■ Entries shown
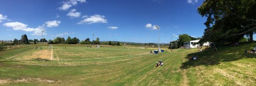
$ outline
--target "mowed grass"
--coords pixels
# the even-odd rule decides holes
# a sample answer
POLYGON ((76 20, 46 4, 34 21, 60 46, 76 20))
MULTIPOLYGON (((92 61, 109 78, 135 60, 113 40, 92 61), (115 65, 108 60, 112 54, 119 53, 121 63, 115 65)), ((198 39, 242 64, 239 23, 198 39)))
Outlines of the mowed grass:
POLYGON ((256 55, 244 52, 256 44, 224 47, 216 52, 179 49, 174 52, 80 66, 0 62, 0 85, 255 86, 256 55), (198 60, 187 59, 196 55, 198 60), (154 67, 159 59, 163 60, 164 66, 154 67))

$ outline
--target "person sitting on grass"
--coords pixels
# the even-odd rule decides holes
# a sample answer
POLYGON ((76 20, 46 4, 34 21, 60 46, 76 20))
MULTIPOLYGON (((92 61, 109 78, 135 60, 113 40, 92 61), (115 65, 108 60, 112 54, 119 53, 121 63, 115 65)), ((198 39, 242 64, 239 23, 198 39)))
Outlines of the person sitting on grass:
POLYGON ((158 67, 159 66, 159 64, 158 64, 158 62, 156 62, 157 63, 157 64, 156 65, 156 67, 158 67))

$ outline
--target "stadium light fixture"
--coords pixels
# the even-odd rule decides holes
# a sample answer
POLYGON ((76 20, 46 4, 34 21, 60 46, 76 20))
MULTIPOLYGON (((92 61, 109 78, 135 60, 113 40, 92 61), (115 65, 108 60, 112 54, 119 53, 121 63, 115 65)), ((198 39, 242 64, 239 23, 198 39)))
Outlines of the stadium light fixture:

■ Set task
Quote all of the entries above verbatim, omitting the pictures.

■ Output below
$ outline
--target "mowed grass"
--coords pixels
# the even-odd rule decides holes
# a sample answer
POLYGON ((76 20, 46 4, 34 21, 60 46, 76 20))
MULTIPOLYGON (((92 61, 109 78, 135 60, 113 40, 92 61), (115 65, 108 60, 112 54, 119 53, 121 63, 115 65)), ((198 39, 242 64, 239 23, 198 39)))
Outlines of the mowed grass:
POLYGON ((256 55, 244 52, 256 44, 224 47, 216 52, 179 49, 174 52, 80 66, 0 62, 0 85, 255 86, 256 55), (198 60, 187 59, 196 55, 198 60), (154 67, 159 59, 163 60, 164 66, 154 67))

$ outline
--target "person sitting on grass"
--coords pixels
# the even-odd rule decides holes
# a sample answer
POLYGON ((76 20, 46 4, 34 21, 60 46, 76 20))
MULTIPOLYGON (((92 61, 109 78, 135 60, 113 40, 92 61), (115 65, 108 60, 112 54, 119 53, 121 63, 115 65)), ((198 39, 242 64, 239 23, 198 39)))
Outlines of the person sitting on grass:
POLYGON ((158 67, 159 66, 159 64, 158 64, 158 62, 156 62, 157 63, 157 64, 156 65, 156 67, 158 67))

$ outline
--target "stadium light fixture"
--coords pixels
# the even-odd rule decides holes
# a sample answer
POLYGON ((76 20, 46 4, 34 21, 60 46, 76 20))
MULTIPOLYGON (((92 61, 109 78, 135 60, 113 40, 92 61), (115 65, 108 60, 112 54, 119 53, 121 63, 115 65)), ((198 39, 242 64, 239 23, 198 39)))
Outlines of the stadium light fixture:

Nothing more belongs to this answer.